Stored dataset items
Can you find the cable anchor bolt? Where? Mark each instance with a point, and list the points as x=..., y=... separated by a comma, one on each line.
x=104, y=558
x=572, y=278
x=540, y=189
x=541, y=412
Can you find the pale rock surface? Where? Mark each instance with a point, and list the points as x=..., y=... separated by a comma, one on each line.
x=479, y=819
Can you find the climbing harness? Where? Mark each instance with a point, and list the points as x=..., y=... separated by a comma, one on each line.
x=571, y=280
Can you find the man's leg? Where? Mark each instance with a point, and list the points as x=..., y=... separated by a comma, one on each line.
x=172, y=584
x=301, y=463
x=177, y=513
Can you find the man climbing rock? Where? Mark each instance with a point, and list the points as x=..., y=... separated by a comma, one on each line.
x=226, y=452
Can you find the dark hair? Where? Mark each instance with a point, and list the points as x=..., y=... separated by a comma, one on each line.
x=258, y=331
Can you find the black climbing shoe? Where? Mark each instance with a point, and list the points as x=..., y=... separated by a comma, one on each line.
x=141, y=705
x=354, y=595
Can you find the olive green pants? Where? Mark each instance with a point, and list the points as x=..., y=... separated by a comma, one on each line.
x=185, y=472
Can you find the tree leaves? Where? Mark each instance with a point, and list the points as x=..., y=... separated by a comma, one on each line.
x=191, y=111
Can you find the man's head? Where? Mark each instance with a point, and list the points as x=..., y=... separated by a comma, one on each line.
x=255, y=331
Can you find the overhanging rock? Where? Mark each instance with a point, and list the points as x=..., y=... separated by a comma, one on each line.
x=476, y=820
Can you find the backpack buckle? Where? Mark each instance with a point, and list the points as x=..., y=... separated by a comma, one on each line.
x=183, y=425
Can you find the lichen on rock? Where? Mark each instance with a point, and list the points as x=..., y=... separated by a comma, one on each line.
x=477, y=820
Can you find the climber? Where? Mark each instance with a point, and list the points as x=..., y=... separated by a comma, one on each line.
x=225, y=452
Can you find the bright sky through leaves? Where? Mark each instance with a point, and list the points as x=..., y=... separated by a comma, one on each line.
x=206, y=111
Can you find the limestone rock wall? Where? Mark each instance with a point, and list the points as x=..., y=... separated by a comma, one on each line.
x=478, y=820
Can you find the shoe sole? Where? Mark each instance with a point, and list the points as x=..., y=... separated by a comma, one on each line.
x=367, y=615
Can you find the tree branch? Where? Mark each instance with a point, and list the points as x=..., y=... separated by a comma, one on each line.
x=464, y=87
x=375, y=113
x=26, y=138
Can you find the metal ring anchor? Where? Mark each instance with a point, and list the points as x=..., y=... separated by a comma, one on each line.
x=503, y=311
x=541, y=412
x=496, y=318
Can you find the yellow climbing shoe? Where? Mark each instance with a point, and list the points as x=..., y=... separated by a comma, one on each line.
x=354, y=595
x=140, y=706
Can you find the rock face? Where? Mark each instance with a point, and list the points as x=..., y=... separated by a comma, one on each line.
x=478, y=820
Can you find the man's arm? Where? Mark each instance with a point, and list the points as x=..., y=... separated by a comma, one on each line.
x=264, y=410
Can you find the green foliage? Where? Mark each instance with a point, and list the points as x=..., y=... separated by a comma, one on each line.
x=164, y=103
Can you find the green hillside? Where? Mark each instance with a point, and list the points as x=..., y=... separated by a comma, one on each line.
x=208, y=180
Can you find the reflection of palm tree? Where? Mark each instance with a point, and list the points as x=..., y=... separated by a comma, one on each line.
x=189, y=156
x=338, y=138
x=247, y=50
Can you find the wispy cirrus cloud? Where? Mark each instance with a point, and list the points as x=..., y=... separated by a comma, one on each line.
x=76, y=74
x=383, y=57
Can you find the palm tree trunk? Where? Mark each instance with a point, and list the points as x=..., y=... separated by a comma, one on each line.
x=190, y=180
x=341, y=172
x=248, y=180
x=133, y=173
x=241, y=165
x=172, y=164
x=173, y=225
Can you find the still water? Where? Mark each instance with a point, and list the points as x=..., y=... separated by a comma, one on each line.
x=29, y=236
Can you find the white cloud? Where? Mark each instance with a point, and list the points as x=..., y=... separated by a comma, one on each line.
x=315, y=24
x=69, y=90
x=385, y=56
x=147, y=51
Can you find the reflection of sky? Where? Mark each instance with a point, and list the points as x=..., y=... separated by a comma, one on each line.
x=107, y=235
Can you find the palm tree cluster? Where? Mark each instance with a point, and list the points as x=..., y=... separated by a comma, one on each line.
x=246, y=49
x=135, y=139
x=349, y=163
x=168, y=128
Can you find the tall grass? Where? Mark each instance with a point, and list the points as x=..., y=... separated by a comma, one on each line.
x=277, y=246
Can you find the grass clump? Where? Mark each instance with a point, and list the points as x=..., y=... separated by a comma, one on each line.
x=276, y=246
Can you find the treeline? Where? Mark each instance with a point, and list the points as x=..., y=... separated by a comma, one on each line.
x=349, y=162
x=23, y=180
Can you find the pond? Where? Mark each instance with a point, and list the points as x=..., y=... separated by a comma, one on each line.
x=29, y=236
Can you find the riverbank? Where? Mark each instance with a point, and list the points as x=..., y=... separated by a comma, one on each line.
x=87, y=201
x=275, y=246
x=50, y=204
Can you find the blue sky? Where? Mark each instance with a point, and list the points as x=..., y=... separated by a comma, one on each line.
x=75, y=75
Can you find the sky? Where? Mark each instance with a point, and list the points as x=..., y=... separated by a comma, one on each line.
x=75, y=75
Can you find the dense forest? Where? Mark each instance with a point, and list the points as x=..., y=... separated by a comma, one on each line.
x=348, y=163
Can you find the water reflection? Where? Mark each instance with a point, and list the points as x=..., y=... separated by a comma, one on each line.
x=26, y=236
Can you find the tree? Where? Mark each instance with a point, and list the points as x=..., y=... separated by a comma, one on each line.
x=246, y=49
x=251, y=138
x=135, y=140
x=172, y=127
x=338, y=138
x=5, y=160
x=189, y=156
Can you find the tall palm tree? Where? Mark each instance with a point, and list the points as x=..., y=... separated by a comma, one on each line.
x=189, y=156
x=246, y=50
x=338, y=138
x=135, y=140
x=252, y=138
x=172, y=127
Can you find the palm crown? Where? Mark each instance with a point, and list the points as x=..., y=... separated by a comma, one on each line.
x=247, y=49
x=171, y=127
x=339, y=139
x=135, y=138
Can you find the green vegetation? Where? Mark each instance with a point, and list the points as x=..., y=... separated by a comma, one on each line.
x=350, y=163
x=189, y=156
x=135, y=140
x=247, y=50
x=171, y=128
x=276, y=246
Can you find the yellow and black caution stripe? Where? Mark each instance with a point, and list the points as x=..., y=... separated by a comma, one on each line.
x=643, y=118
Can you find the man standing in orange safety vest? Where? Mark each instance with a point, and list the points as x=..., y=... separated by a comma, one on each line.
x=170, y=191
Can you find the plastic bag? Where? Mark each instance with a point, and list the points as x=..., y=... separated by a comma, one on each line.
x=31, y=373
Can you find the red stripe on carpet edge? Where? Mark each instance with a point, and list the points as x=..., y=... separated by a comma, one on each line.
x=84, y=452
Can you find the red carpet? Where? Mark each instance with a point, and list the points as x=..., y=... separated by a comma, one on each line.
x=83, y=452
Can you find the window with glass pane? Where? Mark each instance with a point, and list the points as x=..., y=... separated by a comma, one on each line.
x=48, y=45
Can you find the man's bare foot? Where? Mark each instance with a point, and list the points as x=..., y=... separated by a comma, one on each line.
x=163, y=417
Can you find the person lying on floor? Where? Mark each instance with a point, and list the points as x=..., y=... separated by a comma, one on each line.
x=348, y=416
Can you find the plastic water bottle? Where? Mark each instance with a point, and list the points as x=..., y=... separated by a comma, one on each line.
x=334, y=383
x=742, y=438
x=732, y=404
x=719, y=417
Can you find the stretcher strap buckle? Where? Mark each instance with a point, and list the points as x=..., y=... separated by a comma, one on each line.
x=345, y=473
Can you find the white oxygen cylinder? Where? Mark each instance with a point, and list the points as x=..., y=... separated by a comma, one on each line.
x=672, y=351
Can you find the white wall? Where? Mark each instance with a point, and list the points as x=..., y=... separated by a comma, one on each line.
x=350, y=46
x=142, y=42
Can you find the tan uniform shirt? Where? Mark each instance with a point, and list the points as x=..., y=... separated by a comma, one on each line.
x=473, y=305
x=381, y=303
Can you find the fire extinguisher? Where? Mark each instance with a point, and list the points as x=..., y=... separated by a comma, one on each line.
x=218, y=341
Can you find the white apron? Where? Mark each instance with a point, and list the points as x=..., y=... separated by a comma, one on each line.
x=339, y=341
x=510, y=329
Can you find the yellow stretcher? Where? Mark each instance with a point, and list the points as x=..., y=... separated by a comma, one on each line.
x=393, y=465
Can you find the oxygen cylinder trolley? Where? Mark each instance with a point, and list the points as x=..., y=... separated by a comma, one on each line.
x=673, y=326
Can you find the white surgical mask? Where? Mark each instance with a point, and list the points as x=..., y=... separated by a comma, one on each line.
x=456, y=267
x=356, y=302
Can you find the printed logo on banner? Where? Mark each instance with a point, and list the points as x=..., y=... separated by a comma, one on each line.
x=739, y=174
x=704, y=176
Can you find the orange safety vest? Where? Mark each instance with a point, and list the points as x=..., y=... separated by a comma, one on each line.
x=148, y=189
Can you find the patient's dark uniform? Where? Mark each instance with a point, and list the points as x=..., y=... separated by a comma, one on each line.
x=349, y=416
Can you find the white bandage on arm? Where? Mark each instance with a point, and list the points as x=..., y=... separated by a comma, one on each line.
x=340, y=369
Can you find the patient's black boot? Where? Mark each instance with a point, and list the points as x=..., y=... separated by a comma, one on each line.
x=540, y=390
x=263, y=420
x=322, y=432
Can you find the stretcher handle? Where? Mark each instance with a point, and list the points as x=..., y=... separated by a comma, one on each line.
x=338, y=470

• **BRIEF**
Recast the items above, from the line containing "Can you find the sky?" through the line containing "x=26, y=236" (both lines included), as a two-column CSV with the headers item_text and answer. Give one row per item, put each field in quotes, and turn any line breaks into spaces.

• **EXERCISE OUTPUT**
item_text,answer
"Can you find the sky? Where? Mark each instance with a point, and list the points as x=..., y=... separated by a comma, one on each line.","x=75, y=75"
"Can you find the dense forest? Where? Mark each instance with a point, and list the points as x=..., y=... separated by a comma, one on each line.","x=348, y=163"
"Can you find the water reflection? Where? Mark each instance with a point, and list the points as x=..., y=... separated by a comma, one on each line.","x=26, y=236"